Explain why, according to the leukemia text, a patient with chronic leukemia often reports only months or years after the illness begins.

Text section

BEGIN

For unexpected bleeding from any part of the body, in a child/adult, like oozing of blood from the gums, haemorrhagic spots/areas on the skin, or excessive bleeding from the nose, say, after a blow, or profuse bleeding following tooth extraction or minor injury, the possibility of early acute leukaemia must be considered for precise diagnosis. It is important to point out that leukaemias should be given due consideration and all efforts must be made to treat and control the condition.
Chronic leukaemia As compared to acute leukaemia, chronic leukaemia usually manifests itself at a later age, say at the age of 30-50 years, and has a different presentation from acute leukaemia. The disease remains hidden and the patient reports after months/years of the onset of the ailment, and in some cases it may be diagnosed accidentally during a routine medical check-up.
However, the disease can be diagnosed in infancy, and besides a clinical examination/ suspicion by the physician who may happen to examine the case, we need the expertise of a clinical pathologist/laboratory technician competent to spot out such cases from the routine tests like total leucocyte count (TLC), differential leucocyte count (OLC) and, above all, from the examination of the peripheral blood film (PBF), especially for immature cells, etc.
Enlargement of the spleen and/or glands of the body (prominently cervical), tenderness on the sternum, i.e., the bone lying in front of the middle of the chest (so-called sternal tenderness), may be considered some of the relatively / moderately early symptoms/signs.

END

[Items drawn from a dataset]

BEGIN

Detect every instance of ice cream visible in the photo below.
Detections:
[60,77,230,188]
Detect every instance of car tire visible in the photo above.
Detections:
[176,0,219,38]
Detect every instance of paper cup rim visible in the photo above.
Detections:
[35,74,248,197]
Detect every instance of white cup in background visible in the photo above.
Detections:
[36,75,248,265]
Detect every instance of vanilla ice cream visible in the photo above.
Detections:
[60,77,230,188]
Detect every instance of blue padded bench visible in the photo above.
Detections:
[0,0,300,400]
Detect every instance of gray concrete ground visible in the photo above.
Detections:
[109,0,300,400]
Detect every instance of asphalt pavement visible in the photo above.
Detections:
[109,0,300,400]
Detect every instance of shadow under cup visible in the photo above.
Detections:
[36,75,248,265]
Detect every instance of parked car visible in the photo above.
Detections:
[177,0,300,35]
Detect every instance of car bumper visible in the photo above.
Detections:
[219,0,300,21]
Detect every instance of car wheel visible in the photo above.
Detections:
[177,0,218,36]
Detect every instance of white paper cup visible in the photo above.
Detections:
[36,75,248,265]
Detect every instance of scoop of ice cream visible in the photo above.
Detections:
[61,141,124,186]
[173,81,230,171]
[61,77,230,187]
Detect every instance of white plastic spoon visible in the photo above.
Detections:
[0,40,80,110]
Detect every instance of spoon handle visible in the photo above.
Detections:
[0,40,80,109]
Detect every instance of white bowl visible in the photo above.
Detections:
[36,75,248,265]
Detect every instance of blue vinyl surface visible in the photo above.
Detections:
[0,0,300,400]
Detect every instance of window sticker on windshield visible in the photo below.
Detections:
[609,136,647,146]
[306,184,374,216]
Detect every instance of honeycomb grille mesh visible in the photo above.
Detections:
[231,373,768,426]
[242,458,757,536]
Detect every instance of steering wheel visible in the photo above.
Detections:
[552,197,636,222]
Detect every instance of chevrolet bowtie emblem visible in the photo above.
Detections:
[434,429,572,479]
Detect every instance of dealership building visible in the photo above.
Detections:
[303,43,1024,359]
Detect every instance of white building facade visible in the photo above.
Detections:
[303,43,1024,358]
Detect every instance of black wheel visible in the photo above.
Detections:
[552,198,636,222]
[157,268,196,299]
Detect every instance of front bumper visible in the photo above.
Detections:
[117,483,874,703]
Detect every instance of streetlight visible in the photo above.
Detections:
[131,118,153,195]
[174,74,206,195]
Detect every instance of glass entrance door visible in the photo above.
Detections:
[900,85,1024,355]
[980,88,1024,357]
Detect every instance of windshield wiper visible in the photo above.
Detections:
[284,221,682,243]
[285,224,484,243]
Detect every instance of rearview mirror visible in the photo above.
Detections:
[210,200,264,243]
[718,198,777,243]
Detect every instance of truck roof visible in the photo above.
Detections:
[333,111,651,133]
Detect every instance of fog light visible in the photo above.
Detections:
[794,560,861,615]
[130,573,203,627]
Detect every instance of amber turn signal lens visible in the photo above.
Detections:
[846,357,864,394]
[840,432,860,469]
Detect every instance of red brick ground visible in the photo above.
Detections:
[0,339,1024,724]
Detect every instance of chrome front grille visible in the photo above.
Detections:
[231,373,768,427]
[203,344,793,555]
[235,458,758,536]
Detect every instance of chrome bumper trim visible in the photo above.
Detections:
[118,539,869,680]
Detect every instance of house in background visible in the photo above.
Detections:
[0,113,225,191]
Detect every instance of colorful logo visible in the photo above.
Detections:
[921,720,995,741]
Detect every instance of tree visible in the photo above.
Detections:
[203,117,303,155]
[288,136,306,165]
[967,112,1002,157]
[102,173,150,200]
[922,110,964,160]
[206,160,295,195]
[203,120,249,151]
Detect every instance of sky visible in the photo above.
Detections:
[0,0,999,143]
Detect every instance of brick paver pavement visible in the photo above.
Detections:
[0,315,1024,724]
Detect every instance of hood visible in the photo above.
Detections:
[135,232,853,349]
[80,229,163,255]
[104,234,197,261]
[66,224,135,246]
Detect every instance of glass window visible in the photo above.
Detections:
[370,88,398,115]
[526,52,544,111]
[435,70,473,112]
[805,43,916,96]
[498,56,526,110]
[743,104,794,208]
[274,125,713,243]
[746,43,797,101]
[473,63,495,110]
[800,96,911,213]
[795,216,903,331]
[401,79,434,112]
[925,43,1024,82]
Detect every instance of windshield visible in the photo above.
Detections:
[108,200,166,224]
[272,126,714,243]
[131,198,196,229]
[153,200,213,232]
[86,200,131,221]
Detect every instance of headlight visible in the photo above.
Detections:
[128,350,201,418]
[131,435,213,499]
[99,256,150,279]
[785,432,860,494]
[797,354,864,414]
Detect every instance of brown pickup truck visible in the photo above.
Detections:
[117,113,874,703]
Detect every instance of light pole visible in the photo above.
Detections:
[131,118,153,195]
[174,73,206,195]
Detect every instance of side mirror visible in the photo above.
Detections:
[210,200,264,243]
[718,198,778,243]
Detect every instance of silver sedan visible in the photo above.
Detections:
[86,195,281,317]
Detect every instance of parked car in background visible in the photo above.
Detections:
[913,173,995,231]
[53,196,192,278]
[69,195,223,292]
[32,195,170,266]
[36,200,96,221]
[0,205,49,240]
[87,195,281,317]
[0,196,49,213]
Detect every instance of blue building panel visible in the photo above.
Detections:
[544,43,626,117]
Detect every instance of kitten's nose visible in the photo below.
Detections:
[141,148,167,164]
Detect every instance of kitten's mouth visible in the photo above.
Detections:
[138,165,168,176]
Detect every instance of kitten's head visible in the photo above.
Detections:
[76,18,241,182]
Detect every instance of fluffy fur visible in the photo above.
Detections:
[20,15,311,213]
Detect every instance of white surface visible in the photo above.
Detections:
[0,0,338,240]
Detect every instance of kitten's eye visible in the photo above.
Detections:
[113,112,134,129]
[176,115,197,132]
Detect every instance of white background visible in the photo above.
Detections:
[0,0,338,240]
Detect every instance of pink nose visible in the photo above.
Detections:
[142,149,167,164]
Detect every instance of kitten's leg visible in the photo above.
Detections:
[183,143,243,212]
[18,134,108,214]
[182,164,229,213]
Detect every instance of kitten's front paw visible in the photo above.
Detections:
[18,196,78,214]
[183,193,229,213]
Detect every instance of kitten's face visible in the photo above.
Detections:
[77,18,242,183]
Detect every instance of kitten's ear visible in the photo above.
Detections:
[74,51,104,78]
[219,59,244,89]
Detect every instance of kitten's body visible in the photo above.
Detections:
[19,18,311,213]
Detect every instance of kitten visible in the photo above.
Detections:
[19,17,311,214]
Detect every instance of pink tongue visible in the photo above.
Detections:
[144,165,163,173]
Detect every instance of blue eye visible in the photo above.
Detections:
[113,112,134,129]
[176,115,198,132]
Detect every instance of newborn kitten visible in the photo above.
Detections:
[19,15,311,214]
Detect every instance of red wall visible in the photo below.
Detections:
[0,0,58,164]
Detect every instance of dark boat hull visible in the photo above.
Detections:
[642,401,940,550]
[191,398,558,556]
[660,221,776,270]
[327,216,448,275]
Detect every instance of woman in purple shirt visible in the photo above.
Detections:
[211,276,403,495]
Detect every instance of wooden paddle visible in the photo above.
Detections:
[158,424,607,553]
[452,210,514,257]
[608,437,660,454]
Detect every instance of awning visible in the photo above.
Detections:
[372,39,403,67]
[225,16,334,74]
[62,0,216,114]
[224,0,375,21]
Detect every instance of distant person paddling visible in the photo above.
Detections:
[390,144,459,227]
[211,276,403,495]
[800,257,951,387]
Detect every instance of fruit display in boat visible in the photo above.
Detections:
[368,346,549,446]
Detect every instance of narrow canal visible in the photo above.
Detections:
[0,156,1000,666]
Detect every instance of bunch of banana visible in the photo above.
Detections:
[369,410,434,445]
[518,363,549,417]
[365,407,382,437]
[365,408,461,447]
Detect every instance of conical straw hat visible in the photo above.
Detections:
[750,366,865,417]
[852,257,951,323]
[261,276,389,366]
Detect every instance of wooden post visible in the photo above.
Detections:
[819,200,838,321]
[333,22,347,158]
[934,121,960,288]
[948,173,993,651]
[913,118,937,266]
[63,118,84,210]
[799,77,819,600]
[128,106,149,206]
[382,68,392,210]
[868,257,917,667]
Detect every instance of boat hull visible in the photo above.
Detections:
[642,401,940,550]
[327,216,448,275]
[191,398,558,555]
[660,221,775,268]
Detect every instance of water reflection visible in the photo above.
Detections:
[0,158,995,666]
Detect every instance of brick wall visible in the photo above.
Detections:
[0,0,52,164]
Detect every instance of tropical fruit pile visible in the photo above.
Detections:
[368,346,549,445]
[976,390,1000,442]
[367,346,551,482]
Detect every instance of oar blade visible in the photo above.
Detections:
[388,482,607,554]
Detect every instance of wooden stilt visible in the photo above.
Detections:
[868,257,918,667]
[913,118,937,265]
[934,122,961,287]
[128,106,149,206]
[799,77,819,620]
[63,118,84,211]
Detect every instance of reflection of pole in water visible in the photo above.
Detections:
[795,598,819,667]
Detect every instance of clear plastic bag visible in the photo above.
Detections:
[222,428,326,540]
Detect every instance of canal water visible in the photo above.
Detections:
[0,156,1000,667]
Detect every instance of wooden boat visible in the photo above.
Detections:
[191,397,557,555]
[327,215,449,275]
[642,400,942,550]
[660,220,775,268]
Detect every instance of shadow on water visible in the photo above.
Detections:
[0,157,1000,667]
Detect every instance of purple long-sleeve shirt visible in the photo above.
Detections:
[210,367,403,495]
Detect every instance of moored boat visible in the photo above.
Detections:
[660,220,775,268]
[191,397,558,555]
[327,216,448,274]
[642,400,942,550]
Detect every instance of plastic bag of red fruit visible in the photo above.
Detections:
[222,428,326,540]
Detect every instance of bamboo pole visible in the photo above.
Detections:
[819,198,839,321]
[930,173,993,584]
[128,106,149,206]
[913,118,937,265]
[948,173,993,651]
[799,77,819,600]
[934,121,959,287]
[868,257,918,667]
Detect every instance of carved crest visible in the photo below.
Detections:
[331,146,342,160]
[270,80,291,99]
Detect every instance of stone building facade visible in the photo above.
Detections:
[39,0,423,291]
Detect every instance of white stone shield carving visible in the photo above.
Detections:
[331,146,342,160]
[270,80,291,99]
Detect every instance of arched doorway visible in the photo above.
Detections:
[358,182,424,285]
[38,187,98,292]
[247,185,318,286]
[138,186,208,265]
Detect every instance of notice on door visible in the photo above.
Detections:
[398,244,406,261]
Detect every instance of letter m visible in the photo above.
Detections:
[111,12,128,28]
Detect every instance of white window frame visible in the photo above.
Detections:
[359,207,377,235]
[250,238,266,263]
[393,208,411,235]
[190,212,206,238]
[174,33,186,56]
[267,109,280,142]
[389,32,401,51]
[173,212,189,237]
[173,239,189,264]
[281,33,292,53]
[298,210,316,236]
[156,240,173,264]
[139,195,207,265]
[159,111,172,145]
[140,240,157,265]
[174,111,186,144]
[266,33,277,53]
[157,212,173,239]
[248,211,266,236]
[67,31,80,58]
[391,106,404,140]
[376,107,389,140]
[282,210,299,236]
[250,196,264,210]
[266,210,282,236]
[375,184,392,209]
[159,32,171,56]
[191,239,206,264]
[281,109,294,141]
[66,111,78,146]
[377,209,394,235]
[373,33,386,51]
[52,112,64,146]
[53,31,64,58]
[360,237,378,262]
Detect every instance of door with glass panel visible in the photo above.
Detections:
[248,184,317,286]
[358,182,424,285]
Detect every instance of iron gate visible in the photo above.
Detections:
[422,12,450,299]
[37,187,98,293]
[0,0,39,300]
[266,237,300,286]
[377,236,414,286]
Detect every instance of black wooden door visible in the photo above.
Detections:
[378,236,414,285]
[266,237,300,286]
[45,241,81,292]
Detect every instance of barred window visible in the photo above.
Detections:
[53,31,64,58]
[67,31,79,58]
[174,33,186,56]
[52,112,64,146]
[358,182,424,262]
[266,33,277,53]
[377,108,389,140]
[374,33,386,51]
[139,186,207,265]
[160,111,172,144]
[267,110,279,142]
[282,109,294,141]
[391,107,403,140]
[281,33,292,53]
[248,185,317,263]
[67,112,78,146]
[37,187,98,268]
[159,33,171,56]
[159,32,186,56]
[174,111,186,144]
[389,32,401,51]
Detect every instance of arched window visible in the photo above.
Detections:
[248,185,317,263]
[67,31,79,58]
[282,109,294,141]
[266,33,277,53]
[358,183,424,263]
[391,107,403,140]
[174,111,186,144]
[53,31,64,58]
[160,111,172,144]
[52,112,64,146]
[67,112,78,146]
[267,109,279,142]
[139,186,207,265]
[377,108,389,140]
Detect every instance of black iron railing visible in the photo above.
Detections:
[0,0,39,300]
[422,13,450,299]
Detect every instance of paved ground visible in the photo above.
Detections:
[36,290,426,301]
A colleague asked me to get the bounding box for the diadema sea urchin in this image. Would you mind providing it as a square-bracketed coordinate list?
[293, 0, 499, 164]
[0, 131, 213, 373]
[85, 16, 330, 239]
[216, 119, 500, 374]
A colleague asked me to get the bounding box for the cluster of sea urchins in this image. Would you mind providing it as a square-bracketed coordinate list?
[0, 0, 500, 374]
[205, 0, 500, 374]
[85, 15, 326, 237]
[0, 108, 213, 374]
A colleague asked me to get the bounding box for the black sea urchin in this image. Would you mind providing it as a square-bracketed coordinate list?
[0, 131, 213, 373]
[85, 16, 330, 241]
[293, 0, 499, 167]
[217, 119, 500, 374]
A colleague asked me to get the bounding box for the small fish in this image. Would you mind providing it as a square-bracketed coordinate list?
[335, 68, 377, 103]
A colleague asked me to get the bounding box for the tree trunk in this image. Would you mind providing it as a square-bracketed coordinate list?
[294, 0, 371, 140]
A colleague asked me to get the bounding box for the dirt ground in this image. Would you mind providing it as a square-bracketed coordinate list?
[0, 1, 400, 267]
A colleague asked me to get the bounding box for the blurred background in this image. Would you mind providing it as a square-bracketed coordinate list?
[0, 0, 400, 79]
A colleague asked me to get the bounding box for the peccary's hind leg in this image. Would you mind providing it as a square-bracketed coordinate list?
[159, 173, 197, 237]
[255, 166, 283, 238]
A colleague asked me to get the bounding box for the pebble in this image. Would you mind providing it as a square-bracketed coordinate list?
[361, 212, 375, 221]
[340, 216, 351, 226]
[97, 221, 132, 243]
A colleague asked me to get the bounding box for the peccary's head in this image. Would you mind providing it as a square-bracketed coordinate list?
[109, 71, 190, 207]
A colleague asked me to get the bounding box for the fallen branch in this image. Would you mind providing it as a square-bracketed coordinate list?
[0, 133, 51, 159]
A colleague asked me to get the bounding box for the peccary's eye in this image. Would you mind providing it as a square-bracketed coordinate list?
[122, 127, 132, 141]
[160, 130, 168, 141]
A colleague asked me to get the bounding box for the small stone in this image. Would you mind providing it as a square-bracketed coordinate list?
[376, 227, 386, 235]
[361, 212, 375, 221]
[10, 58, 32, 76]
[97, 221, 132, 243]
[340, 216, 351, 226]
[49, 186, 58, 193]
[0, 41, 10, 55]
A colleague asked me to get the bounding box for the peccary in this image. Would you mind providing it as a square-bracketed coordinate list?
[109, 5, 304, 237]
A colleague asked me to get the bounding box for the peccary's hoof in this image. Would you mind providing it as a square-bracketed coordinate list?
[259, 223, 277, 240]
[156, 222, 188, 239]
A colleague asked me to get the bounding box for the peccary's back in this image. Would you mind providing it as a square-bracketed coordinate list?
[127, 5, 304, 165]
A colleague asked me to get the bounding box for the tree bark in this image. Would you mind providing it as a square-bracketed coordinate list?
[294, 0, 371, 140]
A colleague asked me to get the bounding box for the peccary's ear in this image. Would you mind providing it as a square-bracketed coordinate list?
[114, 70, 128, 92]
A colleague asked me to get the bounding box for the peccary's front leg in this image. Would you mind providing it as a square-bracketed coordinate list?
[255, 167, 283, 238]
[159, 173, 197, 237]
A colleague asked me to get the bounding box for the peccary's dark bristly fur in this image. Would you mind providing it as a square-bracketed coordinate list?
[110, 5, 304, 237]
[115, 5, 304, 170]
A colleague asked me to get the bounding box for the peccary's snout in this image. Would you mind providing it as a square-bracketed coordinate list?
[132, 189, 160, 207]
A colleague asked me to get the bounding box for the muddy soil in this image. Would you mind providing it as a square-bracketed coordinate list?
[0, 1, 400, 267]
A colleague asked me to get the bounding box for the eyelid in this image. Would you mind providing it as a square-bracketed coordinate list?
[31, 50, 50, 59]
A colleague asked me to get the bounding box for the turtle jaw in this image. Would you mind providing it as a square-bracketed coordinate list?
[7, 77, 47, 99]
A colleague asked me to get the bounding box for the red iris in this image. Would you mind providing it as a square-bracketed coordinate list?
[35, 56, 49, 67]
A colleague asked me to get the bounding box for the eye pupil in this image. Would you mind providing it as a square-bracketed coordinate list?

END

Response box
Chronic leukemia remains hidden, so the patient reports only months or years after the ailment starts. In some cases it is found accidentally during a routine medical check-up.